▶ _TASK DETAILS_
The data is to be set down once more, exactly as it reads.
··· SUPPLIED MATERIAL ···
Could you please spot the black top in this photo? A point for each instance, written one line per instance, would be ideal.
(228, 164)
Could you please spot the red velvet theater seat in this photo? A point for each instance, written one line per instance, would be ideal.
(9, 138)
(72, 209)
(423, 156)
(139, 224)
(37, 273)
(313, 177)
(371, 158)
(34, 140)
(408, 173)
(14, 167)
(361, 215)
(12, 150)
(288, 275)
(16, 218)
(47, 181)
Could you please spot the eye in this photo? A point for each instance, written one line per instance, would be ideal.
···
▶ _SOLUTION TO THIS EXERCISE_
Could you please spot the black top in this photo? A point for each instance, written one line per instance, would be ideal.
(228, 164)
Could you please spot the red velvet theater seat in this photo? A point for each instance, written one line per instance, would be ideal.
(9, 138)
(72, 209)
(423, 156)
(139, 224)
(37, 273)
(313, 177)
(371, 158)
(34, 140)
(408, 173)
(14, 167)
(361, 215)
(12, 150)
(288, 275)
(16, 218)
(47, 181)
Could you please spot the eye in this photo? A point for each instance, written one line per instance, would be ideal.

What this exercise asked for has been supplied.